(Fragmento del texto):
+---+
“A la tendencia sombría de remarcar lo trágico, Palma opone una tendencia risueña que busca imaginar una sociedad donde sus habitantes pueden ser relativamente felices”. (Ilustración: Giovanni Tazza)
“A la tendencia sombría de remarcar lo trágico, Palma opone una tendencia risueña que busca imaginar una sociedad donde sus habitantes pueden ser relativamente felices”. (Ilustración: Giovanni Tazza)
Gonzalo Portocarrero

El 6 de octubre se conmemoraron 99 años del fallecimiento de Ricardo Palma. Diversas instituciones, como la Biblioteca Nacional del Perú –de la que fue director cerca de 30 años– y la Municipalidad de Miraflores, prepararon sentidos homenajes que giraron en torno a la escenificación de sus más clásicas tradiciones.

Palma era un talentoso escritor que en base a la tradición oral por entonces vigente, supo (re)crear un pasado en el que el fragmentado mundo criollo pudo imaginarse como una sociedad relativamente integrada por una cultura que le rendía pleitesía a la vida, al buen humor y a la sensualidad. Proviniendo de un mundo popular, Palma logró, a través de sus célebres tradiciones, que la gente recordara menos la violencia del mundo colonial y mucho más el disfrute de las fiestas y de los bailes a los que concibe como el eje articulador de la sociedad virreinal. Su mirada es ciertamente crítica pero dista de ser amarga y trata de ser divertida concentrándose en lo más insólito y pintoresco de la aristocracia, la iglesia y el mundo popular. A la tendencia sombría de remarcar lo trágico, Palma opone una tendencia risueña que busca imaginar una sociedad donde sus habitantes pueden ser relativamente felices: pese a sus diferencias y jerarquías, todos comparten una actitud despreocupada que busca en el cultivo del descanso y la diversión las claves con que se debe orientar la vida, para que ella valga realmente la pena. Entonces, lejos de la sarcástica severidad de un Felipe Pardo que apabulla al mundo criollo por su inconsecuencia y falta de verdad, lejos también de los afanes moralizantes de la obra de Manuel Segura, Palma felicita a la gente e incita su amor propio por lo que es.
+---+
Registros en bruto
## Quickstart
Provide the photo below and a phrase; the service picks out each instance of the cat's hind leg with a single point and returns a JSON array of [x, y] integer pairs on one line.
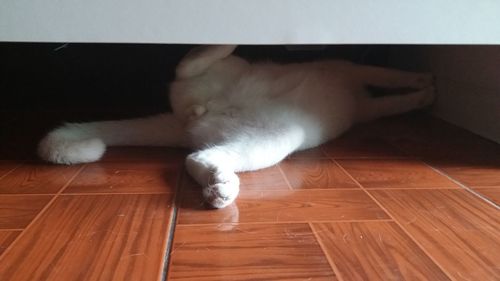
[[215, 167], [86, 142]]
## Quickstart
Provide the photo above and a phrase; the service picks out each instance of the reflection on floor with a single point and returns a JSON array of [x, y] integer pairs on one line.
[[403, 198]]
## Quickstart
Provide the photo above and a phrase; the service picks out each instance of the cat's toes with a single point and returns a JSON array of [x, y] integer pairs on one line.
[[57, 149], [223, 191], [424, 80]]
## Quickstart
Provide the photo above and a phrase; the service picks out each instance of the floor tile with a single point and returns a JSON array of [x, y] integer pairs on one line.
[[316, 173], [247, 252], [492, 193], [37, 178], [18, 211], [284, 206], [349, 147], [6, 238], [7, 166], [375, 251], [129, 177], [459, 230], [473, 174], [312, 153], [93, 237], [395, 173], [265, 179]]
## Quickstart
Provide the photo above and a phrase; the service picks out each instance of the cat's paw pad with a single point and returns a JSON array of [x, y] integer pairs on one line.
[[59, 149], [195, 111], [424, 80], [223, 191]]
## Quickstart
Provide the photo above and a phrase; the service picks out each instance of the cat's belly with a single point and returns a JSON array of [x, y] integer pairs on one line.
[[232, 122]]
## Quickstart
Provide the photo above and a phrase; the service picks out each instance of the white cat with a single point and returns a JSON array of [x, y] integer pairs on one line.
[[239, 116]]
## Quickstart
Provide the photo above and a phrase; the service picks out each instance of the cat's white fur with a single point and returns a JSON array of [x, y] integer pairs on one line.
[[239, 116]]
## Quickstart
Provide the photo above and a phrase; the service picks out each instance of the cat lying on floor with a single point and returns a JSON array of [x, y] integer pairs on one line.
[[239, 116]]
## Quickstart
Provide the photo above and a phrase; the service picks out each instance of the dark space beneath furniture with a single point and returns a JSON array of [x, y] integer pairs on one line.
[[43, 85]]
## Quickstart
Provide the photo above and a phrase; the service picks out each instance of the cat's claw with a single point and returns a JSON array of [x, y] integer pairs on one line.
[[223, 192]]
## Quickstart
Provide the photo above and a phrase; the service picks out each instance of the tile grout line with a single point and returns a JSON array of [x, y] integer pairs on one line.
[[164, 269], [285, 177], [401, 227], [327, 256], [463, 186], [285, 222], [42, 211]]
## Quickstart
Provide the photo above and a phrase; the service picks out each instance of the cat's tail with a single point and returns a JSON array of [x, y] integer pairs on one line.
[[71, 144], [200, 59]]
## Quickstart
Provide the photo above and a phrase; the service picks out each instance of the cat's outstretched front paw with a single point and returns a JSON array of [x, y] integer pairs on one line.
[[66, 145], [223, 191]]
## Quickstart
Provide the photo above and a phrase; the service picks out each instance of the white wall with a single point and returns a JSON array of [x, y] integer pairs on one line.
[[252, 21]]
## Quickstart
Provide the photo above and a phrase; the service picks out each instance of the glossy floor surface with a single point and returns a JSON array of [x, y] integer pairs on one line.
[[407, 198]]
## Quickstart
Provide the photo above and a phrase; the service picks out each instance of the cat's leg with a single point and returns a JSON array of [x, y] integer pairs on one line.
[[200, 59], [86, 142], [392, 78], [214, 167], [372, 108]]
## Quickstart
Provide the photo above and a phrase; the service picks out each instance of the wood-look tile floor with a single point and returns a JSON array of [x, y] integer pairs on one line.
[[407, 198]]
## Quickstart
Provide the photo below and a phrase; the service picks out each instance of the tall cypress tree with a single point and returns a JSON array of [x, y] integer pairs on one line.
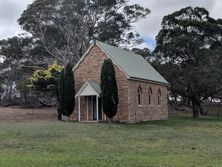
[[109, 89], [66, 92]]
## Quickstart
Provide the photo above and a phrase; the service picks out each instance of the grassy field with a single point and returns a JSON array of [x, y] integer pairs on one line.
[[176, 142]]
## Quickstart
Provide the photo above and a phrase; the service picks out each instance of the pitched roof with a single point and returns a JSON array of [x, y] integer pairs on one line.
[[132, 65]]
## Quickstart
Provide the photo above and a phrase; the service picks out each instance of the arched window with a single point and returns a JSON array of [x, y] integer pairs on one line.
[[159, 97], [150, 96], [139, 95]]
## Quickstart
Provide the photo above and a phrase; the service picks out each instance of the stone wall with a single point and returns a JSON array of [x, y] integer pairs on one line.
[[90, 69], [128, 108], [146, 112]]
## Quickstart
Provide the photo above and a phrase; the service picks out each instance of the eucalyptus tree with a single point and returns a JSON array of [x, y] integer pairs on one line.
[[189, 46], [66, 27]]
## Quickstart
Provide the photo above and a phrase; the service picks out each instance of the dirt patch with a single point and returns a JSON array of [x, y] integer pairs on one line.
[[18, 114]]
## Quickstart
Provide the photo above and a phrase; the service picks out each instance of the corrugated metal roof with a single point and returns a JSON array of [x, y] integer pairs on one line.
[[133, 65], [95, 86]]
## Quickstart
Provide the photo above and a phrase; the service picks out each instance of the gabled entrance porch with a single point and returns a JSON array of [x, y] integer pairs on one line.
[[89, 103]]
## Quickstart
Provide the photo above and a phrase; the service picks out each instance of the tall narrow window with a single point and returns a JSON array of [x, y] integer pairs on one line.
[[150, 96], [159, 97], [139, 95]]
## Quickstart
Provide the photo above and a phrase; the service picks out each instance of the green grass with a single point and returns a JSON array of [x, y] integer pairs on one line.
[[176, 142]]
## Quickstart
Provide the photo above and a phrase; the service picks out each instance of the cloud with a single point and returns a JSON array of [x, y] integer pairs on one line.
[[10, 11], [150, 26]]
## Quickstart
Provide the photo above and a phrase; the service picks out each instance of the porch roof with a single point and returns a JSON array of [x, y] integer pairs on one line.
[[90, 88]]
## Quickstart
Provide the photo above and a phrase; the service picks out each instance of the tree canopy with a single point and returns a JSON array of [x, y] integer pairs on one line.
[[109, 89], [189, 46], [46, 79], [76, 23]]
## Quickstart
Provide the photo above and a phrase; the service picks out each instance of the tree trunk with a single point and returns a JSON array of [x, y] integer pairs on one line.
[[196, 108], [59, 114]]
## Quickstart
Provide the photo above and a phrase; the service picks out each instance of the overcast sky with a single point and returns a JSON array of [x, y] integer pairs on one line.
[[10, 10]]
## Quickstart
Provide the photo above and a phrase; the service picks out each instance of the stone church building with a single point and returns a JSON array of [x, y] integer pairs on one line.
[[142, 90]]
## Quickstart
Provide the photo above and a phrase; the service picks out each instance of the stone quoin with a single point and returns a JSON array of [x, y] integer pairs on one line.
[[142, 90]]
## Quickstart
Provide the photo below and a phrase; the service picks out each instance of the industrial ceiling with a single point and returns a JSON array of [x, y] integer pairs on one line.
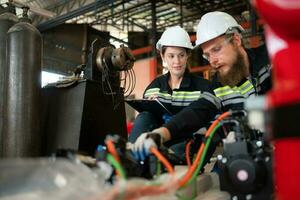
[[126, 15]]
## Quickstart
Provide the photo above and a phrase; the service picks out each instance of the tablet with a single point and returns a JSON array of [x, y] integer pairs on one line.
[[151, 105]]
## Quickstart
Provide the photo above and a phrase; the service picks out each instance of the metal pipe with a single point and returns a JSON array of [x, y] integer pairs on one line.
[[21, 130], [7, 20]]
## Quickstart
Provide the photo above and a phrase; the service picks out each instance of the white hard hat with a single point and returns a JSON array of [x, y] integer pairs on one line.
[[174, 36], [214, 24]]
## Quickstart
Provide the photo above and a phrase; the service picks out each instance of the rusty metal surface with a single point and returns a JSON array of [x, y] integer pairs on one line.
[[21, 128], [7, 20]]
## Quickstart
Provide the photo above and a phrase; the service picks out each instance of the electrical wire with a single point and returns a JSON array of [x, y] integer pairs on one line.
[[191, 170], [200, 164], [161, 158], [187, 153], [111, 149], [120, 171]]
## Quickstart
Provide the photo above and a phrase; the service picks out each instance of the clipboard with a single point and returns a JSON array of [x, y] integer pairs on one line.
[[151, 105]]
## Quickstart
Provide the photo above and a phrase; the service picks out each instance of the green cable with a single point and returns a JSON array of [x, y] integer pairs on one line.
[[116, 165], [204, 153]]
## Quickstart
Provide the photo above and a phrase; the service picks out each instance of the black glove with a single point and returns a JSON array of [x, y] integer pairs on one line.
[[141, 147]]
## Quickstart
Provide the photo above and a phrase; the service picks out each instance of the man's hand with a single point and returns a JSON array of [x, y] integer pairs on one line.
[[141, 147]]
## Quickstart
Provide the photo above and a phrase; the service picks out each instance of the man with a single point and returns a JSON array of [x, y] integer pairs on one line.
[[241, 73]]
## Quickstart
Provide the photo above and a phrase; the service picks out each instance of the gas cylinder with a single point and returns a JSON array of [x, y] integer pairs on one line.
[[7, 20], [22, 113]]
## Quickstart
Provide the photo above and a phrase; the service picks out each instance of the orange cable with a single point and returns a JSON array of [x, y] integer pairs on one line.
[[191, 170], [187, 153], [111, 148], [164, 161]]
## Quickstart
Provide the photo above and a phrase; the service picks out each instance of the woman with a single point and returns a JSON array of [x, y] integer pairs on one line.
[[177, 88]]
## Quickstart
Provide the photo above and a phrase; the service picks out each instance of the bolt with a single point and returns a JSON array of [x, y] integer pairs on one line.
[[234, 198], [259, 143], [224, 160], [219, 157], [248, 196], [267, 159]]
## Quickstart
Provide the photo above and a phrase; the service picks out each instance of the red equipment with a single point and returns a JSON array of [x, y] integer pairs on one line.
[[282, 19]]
+---+
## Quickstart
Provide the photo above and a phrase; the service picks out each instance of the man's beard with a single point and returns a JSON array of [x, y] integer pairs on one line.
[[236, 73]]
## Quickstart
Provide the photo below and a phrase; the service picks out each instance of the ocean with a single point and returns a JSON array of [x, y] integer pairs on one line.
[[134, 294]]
+---+
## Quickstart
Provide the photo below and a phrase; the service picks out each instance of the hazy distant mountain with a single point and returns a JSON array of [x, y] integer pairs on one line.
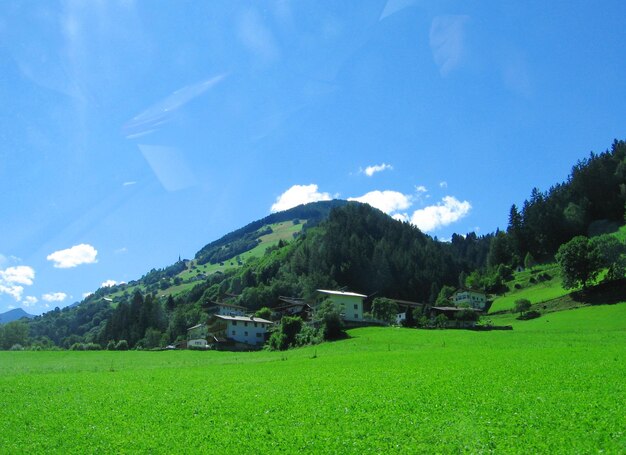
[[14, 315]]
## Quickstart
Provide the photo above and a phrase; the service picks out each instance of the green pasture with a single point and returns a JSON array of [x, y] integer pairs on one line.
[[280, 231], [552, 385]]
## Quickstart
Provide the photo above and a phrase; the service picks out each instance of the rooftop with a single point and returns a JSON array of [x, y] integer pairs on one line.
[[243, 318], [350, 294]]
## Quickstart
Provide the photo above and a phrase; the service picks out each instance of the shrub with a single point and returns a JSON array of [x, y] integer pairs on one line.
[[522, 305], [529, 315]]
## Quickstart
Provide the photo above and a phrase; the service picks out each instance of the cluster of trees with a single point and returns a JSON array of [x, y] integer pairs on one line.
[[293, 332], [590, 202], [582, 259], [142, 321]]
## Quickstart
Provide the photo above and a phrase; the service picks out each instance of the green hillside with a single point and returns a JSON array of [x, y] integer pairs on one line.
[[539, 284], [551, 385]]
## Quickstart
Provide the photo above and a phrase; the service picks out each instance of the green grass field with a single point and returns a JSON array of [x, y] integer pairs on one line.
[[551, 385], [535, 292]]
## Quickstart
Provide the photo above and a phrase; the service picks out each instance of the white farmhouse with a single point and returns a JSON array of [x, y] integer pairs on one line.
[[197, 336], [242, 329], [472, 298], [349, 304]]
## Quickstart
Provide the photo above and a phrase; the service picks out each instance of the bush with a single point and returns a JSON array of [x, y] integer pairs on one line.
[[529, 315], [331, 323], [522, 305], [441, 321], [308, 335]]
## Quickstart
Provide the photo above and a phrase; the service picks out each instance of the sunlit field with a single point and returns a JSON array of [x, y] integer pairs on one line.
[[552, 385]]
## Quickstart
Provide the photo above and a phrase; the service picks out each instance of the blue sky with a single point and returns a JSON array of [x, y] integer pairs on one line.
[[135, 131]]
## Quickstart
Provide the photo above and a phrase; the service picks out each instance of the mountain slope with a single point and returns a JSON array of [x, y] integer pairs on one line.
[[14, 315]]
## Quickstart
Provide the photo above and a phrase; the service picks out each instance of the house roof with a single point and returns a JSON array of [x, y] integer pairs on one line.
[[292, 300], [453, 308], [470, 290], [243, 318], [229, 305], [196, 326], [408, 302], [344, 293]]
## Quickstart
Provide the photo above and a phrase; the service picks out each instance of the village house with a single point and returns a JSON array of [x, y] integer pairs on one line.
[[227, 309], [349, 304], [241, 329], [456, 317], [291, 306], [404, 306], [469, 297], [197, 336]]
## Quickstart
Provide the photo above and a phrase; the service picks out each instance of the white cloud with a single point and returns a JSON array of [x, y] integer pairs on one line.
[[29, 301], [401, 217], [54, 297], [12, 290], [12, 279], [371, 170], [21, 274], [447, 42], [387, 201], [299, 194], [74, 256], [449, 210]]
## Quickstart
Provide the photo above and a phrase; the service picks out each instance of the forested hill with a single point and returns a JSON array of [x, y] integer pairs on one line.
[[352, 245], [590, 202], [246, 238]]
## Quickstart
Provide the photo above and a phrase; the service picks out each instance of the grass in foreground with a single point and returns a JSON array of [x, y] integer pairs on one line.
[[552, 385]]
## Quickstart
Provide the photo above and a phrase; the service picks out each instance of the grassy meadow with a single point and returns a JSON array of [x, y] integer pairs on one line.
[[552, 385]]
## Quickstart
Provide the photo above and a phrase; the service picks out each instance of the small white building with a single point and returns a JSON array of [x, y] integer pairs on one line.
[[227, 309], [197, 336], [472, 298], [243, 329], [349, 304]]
+---+
(La consigna):
Transcribe del texto sobre Ricardo Palma el pasaje que empieza en "Gonzalo Portocarrero" y termina en "más clásicas tradiciones.".

(Ejercicio resuelto):
Gonzalo Portocarrero

El 6 de octubre se conmemoraron 99 años del fallecimiento de Ricardo Palma. Diversas instituciones, como la Biblioteca Nacional del Perú –de la que fue director cerca de 30 años– y la Municipalidad de Miraflores, prepararon sentidos homenajes que giraron en torno a la escenificación de sus más clásicas tradiciones.